**DIRECTIVE**
Answer these from the text on the iodate sensor, one line each:
(a) Which two materials make up the nanocomposite used to build the sensor?
(b) What detection limit does the sensor display?
(c) In what product was the sensor's practical application tested?

We reported on a new amperometric sensor for the sensitive and selective determination of iodate in table salt. The iodate sensor was constructed by the integration of a novel nanocomposite which was made from 9,10-phenanthrenequinone(PQ) and graphene(GP) with a glassy carbon electrode(GCE). The synthesized graphene and the nanocomposite were well characterized by X-ray diffraction(XRD), transmission electron microscopy(TEM), Fourier transform infrared(FTIR) spectroscopy and Raman spectroscopy. We fully studied the electrochemical behavior and kinetic characteristics of the PQ/GP nanocomposite at GCE. The PQ/GP electrode shows a good electrochemical catalytic activity towards the reduction of iodate, which makes itself a sensitive and selective electrochemical sensor for iodate. The iodate sensor displays a high sensitivity(1.04 μA·μmol·L−1), a low detection limit(1.0×10−8 mol/L), a rapid response(less than 2 s), and a broad linear range(from 5.0×10−8 mol/L to 6.0×10−3 mol/L). In addition, the sensor is interference free. The practical application of the proposed sensor was tested by the detection of iodate in table salt.

**EXCERPTED RECORDS**
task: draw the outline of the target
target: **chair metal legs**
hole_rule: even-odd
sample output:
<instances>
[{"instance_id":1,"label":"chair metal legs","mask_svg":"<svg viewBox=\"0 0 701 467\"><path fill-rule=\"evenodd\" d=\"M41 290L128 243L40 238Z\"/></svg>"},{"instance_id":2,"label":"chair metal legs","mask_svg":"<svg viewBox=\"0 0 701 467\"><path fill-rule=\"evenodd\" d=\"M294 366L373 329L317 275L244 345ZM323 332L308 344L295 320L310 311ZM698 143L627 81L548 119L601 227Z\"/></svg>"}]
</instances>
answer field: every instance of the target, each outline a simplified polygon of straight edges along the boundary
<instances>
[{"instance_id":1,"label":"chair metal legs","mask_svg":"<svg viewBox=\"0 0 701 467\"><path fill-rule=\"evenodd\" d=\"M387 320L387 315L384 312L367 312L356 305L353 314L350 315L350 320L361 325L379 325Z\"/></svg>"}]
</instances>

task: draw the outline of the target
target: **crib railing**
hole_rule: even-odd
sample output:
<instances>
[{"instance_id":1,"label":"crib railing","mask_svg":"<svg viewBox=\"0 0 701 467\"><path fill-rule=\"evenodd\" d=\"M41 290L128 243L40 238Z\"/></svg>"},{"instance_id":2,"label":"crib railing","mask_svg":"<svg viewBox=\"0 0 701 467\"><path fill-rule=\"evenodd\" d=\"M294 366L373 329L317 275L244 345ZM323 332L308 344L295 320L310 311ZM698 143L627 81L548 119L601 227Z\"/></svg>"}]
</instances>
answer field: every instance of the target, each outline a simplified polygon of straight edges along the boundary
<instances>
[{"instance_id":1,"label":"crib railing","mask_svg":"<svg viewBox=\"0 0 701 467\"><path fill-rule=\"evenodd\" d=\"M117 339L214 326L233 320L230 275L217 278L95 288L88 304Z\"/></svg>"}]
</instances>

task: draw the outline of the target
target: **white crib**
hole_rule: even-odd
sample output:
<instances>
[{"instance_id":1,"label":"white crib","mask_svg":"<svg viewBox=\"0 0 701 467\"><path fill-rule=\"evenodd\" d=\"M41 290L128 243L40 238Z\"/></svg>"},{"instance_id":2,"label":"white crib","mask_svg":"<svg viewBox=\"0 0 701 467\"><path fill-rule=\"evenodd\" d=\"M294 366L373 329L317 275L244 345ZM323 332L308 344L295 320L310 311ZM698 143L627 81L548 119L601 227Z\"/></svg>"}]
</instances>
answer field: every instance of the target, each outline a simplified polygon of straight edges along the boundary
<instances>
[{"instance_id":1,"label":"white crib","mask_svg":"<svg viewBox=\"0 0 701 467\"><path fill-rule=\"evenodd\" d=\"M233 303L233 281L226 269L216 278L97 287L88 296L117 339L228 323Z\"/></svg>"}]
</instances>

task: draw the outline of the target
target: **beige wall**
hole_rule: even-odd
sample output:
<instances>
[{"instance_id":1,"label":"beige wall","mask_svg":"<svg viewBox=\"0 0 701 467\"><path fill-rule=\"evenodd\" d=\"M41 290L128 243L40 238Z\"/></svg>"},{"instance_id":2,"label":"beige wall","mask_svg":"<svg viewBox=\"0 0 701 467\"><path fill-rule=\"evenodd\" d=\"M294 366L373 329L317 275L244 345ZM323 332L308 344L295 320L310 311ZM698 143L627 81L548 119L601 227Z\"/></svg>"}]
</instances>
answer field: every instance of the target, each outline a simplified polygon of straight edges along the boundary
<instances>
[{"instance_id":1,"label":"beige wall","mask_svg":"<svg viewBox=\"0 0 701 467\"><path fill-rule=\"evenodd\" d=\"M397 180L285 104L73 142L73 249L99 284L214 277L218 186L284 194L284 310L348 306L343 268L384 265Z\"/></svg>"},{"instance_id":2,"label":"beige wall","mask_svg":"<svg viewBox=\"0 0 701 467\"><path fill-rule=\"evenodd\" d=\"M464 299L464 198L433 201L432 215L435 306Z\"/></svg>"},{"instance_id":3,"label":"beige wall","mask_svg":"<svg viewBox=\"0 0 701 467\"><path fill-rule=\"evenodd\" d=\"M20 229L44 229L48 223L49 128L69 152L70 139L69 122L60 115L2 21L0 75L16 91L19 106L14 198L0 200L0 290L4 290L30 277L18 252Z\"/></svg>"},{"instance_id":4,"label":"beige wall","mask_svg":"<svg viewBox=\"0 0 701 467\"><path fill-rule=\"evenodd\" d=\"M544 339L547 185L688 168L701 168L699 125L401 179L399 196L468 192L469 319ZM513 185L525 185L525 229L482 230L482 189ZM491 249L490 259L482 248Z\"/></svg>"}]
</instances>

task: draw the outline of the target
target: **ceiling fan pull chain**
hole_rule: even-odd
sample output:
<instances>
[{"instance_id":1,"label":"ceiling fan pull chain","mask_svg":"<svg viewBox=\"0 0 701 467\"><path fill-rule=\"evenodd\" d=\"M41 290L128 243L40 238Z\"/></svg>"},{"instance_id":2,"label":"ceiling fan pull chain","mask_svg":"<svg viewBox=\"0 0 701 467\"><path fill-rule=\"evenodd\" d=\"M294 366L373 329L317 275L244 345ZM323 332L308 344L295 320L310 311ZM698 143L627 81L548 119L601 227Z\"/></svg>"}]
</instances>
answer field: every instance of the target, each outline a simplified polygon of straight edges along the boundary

**COMPLETE OUTPUT**
(a) 9,10-phenanthrenequinone (PQ) and graphene (GP)
(b) 1.0×10−8 mol/L
(c) Table salt